### [BLOK TEKS]
•••••

Oleh: Sri Lestari, S.T.
Linimasanews.id—Derasnya kemajuan teknologi era digital tidak terbendung lagi. Mau tidak mau, masyarakat harus mengikuti moderenisasi kemajuan teknologi. Kondisi ini membuat masyarakat harus terjun ke dunia daring (dalam jaringan/online).
Kemajuan teknologi sebenarnya banyak memberi kemudahan dalam memenuhi kebutuhan. Seperti, kemudahan akses informasi, komunikasi jarak jauh, mudah dalam menyelesaikan pekerjaan, dan sebagainya.
Namun, di samping nilai positif, ternyata kemajuan teknologi juga melahirkan sesuatu yang menjadi bumerang. Salah satunya, pinjaman online (pinjol). Jika masyarakat tidak berhati-hati dan tidak memiliki ilmu, kondisi ini bisa membuat babak belur.
Pinjol menjadi racun yang saat ini dinikmati masyarakat. Makin sulitnya menghadapi kenyataan hidup dalam memenuhi kebutuhan, masyarakat dapat dengan mudah mengakses pinjaman online. Dengan persyaratan yang sangat mudah, tawaran yang menggiurkan di awal transaksi, membuat semua kalangan bisa melakukannya. Sesaat masyarakat merasa dimudahkan dan diuntungkan untuk mendapatkan uang, tetapi di balik itu justru makin dililit kesulitan.
Penambahan bunga dan denda keterlambatan membayar, sangat rentan membuat utang makin membesar. Banyak orang yang terjebak dalam pinjaman online mengalami siklus utang yang sulit ditebus. Hal ini membuat mereka mencari pinjaman baru untuk menutup pinjaman lama. Dengan kata lain, gali lubang tutup lubang. Jika hal demikian terus dilakukan dan berkelanjutan, utang akan terus bertambah. Ini sangat bahaya karena mampu membuat seseorang menjadi depresi dan stres.
Namun, sungguh mencengangkan, pinjaman online justru diwacanakan menjadi salah satu solusi bagi mahasiswa untuk pembiayaan uang kuliah. Menko Pembangunan Manusia dan Kebudayaan (PMK) Muhadjir Effendy mendukung wacana student loan atau pinjaman online (pinjol) kepada mahasiswa untuk membayar uang kuliah (CNNIndonesia, 2/7/2024).
Pinjaman online yang dianggap solusi pembiayaan uang kuliah bagaikan racun dibalut madu. Sesaat memberikan solusi, namun pada hakikatnya merusak dan menghancurkan nasib generasi di masa mendatang.

•••••

### [DATA YANG DIBERIKAN]
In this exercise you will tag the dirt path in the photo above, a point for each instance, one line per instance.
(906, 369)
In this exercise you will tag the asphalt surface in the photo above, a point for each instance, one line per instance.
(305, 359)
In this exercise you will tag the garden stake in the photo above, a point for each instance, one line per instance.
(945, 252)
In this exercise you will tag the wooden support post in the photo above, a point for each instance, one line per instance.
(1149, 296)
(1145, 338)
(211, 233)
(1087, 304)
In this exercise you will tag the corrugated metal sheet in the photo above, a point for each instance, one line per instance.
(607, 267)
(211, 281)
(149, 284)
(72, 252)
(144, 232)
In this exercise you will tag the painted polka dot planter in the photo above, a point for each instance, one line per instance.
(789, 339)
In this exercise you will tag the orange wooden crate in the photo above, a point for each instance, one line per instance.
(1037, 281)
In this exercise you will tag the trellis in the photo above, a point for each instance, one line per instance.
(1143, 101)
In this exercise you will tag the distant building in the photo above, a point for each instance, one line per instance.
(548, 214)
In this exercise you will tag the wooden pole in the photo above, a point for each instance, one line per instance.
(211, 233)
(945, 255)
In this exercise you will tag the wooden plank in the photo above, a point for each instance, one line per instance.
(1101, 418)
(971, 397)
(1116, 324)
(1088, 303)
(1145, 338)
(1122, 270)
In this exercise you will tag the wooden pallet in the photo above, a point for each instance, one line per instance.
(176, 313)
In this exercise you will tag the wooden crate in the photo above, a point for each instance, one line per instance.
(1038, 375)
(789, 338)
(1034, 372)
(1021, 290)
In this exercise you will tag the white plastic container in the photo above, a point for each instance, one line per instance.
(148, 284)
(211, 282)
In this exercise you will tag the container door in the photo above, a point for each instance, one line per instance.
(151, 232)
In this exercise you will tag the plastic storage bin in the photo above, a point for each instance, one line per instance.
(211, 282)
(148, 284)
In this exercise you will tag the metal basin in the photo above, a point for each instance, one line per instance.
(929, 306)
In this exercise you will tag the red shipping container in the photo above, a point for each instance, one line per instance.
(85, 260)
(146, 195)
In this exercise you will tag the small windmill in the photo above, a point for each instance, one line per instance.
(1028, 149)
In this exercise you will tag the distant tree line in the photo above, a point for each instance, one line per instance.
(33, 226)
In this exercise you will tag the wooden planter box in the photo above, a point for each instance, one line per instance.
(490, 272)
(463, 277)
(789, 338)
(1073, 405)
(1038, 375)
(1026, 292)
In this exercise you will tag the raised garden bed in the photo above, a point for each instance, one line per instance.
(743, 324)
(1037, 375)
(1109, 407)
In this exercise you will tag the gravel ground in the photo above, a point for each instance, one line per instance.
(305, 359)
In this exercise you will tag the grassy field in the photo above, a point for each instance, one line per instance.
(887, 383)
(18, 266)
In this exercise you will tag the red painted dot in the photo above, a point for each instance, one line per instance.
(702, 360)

•••••

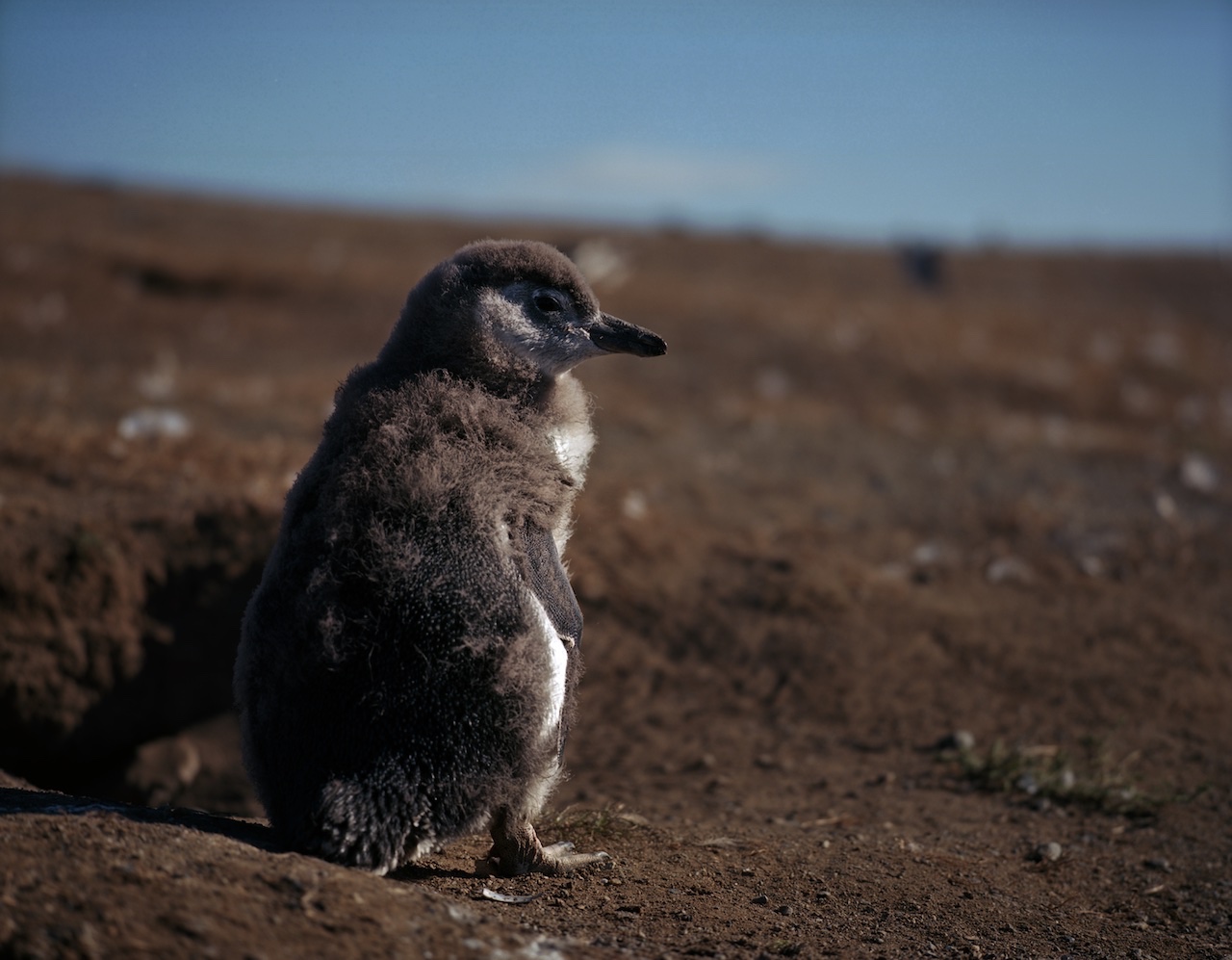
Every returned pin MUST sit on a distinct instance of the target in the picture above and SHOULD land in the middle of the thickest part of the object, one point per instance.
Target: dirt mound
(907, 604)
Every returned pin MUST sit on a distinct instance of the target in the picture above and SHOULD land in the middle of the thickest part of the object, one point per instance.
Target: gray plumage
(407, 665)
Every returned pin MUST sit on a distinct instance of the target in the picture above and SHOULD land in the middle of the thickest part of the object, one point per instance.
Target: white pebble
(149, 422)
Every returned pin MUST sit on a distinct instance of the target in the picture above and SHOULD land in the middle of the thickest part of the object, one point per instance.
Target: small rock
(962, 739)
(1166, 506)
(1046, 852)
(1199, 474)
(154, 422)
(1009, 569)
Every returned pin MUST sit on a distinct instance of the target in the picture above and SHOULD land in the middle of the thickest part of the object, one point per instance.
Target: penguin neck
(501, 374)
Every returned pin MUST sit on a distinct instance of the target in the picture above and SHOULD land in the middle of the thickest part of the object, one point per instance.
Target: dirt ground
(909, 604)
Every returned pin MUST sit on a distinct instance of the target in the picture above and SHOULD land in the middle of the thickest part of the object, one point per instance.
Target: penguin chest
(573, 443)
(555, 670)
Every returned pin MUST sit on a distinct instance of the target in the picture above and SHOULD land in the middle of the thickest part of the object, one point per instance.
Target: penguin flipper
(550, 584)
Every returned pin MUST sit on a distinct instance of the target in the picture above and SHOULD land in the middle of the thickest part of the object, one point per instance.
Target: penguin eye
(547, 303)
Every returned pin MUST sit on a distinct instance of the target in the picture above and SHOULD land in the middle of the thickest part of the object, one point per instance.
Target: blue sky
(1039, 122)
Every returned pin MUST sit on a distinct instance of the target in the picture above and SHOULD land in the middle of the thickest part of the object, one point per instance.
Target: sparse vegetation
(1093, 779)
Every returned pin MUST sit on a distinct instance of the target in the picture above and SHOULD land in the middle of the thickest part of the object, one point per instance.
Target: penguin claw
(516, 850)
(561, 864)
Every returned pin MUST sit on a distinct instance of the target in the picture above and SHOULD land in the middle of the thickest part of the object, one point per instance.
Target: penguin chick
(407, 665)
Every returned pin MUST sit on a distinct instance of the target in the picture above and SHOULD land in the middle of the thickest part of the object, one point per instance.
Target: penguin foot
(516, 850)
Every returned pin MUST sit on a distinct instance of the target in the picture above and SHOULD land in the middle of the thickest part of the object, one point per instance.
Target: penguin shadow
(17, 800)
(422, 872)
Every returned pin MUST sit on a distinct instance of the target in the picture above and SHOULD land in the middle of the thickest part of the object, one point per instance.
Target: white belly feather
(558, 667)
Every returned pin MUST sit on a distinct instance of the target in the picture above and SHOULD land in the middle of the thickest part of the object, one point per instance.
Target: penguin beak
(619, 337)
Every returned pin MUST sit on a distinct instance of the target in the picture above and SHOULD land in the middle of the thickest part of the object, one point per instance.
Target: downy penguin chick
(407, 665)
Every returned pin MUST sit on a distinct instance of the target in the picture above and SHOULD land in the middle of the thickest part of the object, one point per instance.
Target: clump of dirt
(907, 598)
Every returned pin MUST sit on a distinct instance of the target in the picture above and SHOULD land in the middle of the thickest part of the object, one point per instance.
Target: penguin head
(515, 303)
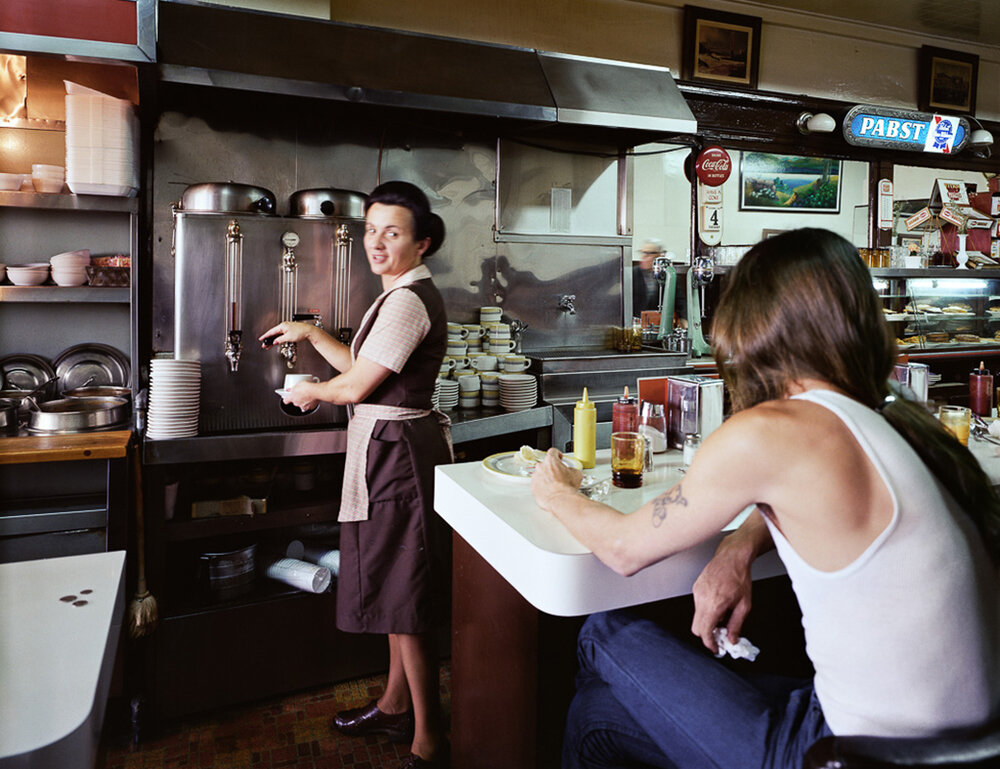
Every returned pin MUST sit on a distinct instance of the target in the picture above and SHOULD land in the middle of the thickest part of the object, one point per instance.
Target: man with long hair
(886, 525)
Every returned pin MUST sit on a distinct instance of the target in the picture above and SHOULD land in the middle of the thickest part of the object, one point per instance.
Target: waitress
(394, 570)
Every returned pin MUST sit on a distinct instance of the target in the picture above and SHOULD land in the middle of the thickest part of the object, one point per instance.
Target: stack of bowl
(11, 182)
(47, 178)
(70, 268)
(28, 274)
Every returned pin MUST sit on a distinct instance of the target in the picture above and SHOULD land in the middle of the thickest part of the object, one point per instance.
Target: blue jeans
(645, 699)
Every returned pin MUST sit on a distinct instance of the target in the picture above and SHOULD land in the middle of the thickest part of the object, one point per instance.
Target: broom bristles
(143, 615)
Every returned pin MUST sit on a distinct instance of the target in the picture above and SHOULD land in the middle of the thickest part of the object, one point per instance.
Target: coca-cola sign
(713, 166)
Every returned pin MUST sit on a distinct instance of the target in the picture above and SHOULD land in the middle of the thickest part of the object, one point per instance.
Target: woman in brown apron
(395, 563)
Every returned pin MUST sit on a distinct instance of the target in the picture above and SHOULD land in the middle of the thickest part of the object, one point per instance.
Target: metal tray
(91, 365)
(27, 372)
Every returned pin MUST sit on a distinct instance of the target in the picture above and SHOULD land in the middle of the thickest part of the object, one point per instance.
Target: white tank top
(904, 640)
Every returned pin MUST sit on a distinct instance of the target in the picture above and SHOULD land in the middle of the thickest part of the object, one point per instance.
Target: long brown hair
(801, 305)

•••••

### [BAGIAN LATIHAN]
[a] Tuliskan tanpa perubahan bagian artikel tentang pinjaman online mulai dari "Namun, di samping" sampai dengan "membuat babak belur.".
[b] Rangkum artikel tentang pinjaman online dalam dua kalimat.

### [JAWABAN AKHIR]
[a]
Namun, di samping nilai positif, ternyata kemajuan teknologi juga melahirkan sesuatu yang menjadi bumerang. Salah satunya, pinjaman online (pinjol). Jika masyarakat tidak berhati-hati dan tidak memiliki ilmu, kondisi ini bisa membuat babak belur.

[b] Kemajuan teknologi memberi banyak kemudahan, tetapi juga melahirkan pinjaman online yang bersyarat sangat mudah dan menggiurkan di awal, lalu membuat masyarakat makin dililit kesulitan karena bunga dan denda membesarkan utang hingga bisa menimbulkan depresi dan stres. Meski begitu, Menko PMK Muhadjir Effendy mendukung wacana pinjaman online bagi mahasiswa untuk membayar uang kuliah, yang oleh penulis diibaratkan racun dibalut madu yang merusak nasib generasi mendatang.